(Given data)

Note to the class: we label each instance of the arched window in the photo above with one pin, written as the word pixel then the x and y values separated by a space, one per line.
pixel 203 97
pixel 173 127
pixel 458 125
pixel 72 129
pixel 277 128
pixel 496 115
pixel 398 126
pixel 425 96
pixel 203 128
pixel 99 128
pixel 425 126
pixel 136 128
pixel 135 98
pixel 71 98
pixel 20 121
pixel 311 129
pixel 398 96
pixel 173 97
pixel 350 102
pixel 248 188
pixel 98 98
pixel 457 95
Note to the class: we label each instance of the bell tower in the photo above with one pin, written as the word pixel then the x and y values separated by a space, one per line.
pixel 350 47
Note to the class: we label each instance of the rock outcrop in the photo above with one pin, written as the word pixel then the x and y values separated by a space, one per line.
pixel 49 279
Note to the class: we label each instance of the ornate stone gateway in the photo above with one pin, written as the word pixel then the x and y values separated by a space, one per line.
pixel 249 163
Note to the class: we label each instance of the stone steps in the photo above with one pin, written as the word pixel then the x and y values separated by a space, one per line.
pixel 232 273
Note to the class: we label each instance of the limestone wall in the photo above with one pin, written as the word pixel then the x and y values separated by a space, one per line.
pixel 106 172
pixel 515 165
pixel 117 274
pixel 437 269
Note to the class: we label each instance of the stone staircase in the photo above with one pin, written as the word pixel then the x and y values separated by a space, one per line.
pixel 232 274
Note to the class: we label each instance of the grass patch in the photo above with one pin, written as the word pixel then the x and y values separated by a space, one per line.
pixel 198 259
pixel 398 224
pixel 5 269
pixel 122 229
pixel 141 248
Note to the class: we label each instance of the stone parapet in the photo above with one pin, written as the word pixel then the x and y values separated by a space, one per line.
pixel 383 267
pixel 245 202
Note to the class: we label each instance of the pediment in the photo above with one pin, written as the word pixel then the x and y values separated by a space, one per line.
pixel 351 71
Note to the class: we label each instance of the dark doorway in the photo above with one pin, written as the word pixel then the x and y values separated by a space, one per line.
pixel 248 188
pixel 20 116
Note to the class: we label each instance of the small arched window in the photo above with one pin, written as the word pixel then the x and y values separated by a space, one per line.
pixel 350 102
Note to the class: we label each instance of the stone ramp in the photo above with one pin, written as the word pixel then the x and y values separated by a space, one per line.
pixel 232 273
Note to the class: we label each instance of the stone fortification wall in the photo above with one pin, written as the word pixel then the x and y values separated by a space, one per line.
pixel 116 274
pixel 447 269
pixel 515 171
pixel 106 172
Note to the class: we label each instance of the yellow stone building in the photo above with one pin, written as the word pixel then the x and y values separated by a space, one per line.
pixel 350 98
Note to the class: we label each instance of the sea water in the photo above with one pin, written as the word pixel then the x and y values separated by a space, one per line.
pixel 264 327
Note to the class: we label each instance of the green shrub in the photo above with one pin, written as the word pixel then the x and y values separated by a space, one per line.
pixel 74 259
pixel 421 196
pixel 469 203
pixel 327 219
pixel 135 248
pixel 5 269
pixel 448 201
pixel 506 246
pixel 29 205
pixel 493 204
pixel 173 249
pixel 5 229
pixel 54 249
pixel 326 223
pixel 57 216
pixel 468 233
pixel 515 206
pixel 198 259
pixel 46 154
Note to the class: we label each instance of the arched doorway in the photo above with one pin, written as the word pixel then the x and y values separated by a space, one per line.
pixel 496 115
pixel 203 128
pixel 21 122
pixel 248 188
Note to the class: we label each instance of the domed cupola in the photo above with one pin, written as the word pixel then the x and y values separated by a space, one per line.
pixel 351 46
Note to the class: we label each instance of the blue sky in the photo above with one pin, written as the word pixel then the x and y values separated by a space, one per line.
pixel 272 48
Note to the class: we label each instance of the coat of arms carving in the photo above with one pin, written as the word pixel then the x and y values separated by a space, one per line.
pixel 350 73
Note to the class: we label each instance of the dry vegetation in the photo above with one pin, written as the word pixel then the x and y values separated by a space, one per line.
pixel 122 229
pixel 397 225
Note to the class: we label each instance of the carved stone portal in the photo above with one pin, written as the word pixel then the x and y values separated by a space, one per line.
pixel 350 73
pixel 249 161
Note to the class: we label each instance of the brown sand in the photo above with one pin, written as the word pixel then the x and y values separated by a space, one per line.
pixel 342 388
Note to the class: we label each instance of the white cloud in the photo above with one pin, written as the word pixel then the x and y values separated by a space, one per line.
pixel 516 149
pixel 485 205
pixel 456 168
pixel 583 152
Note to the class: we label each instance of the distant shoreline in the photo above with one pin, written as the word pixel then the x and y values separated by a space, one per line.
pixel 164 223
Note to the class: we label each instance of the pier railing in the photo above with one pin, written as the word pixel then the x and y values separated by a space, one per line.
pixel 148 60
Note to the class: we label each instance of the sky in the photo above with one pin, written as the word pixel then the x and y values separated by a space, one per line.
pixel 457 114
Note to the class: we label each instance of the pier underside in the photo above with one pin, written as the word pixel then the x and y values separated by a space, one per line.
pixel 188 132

(End Given data)

#### Work instructions
Restate each record exactly as written.

#### Answer for this exercise
Note to the class: we label each instance of the arched window in the photo above with one pin, written as the word pixel then the x and y values separated by a space, one per line.
pixel 203 97
pixel 173 127
pixel 458 125
pixel 72 129
pixel 277 128
pixel 496 115
pixel 398 126
pixel 425 96
pixel 203 128
pixel 99 128
pixel 425 126
pixel 136 128
pixel 135 98
pixel 71 98
pixel 20 121
pixel 311 129
pixel 398 96
pixel 173 97
pixel 350 102
pixel 248 188
pixel 98 98
pixel 457 95
Note to the class: we label each instance of the bell tower in the photo above with one pin, written as the word pixel then the x and y values separated by a space, one per line.
pixel 350 47
Note to the class: we label each instance of the rock outcrop in the photo above with one pin, written as the word pixel then the x and y values separated by a space, one per line.
pixel 49 279
Note to the class: we label each instance of the ornate stone gateway in the photo above with one pin, written as the word pixel then the x and y values separated by a space, one per line.
pixel 249 163
Note to the class: we label each instance of the stone steps in the photo above with one pin, written as the word pixel then the x and y values separated by a space, one per line.
pixel 232 273
Note to the class: we label each instance of the limestone wall in the photo above with one pin, written as the word pixel then the x and y values separated by a space, one per line.
pixel 106 172
pixel 515 165
pixel 117 274
pixel 437 269
Note to the class: we label each instance of the stone staircase in the photo above with one pin, written as the word pixel then the x and y values separated by a space, one per line.
pixel 232 274
Note to the class: we label each instance of the grass patch in the photo above with one pin, written as the word pixel then the x and y values separated by a space, one per line.
pixel 198 259
pixel 398 224
pixel 5 269
pixel 122 229
pixel 141 248
Note to the class: we label each instance of the stone parapet in the photo above with one pin, written as the word pixel then the x and y values separated by a space, one per line.
pixel 383 267
pixel 245 202
Note to the class: we label each instance of the pediment in the photo above with one pin, written as the word pixel then the x and y values separated by a space, one per line.
pixel 351 71
Note to the class: we label each instance of the dark doorway in the photo above with one pin, written as the word pixel then the x and y values separated by a space, one per line.
pixel 248 188
pixel 20 116
Note to the class: we label each instance of the small arched window in the photo above with one pin, written as the word pixel then the x and y values separated by a space, one per line.
pixel 350 102
Note to the class: we label each instance of the stone ramp in the photo above with one pin, written as the word pixel then the x and y values separated by a space, one per line.
pixel 232 273
Note to the class: we label each instance of the stone fortification wall in the photo above with one pin, written as the word pixel then the x and y values separated by a space, one per line.
pixel 116 274
pixel 447 269
pixel 515 171
pixel 106 172
Note to the class: we label each instance of the yellow stone building in the photo above with one pin, written as the word pixel then the x and y values separated by a space, one per line.
pixel 350 98
Note to the class: we label each instance of the sea water in the photo above with one pin, written as the word pixel then the x and y values separated by a space, one per line.
pixel 264 327
Note to the class: we label each instance of the green shrub in the photo above with one pin, written as the word pixel then the x and y values separated by a space, one per line.
pixel 74 259
pixel 421 196
pixel 469 203
pixel 327 219
pixel 135 248
pixel 5 269
pixel 448 201
pixel 506 246
pixel 29 205
pixel 493 204
pixel 173 249
pixel 5 229
pixel 54 249
pixel 326 223
pixel 57 216
pixel 468 233
pixel 515 206
pixel 198 259
pixel 46 154
Note to the class: we label each instance of the arched doorway in the photo above with one pin, written as the word pixel then the x and y values separated by a space, one per line.
pixel 496 115
pixel 203 128
pixel 21 122
pixel 248 188
Note to the class: we label each instance of the domed cupola in the photo above with one pin, written as the word pixel then the x and y values separated by a space, one per line.
pixel 351 46
Note to the class: we label each instance of the blue sky in the photo above with one pin, written as the word pixel then the x and y values separated by a space, one per line.
pixel 272 48
Note to the class: we label each instance of the coat of arms carving in the photo above with one pin, written as the word pixel then the x and y values separated by a space, one per line.
pixel 350 73
Note to the class: we label each instance of the dry vegetation in the photo above with one pin, written as the word pixel then the x and y values separated by a space, one per line.
pixel 122 229
pixel 397 225
Note to the class: we label each instance of the carved stone portal in the photo above with one pin, written as the word pixel then the x and y values separated by a space, one per line.
pixel 350 73
pixel 249 161
Note to the class: we label each instance of the brown sand in the photo above with one pin, written as the word pixel then the x and y values separated by a space, one per line.
pixel 342 388
Note to the class: we label each instance of the white cloud in the photo above with one pin, written as the word pixel then the x and y values separated by a space, one per line.
pixel 516 149
pixel 485 205
pixel 456 168
pixel 583 152
Note to the class: we label each instance of the distant shoreline in the photo above with one pin, written as the word pixel then the x and y values separated by a space, one per line.
pixel 164 223
Note to the class: we label each instance of the pier railing in the photo above with one pin, written as the word pixel then the x and y values separated by a space, one per line.
pixel 148 60
Note to the class: we label each instance of the sky in the photo above with one pin, written as the word pixel then the x and y values separated by a space, one per line.
pixel 457 114
Note to the class: we label each instance of the pier underside in the photo above with one pin, written as the word pixel then the x and y values separated by a space, one per line.
pixel 188 132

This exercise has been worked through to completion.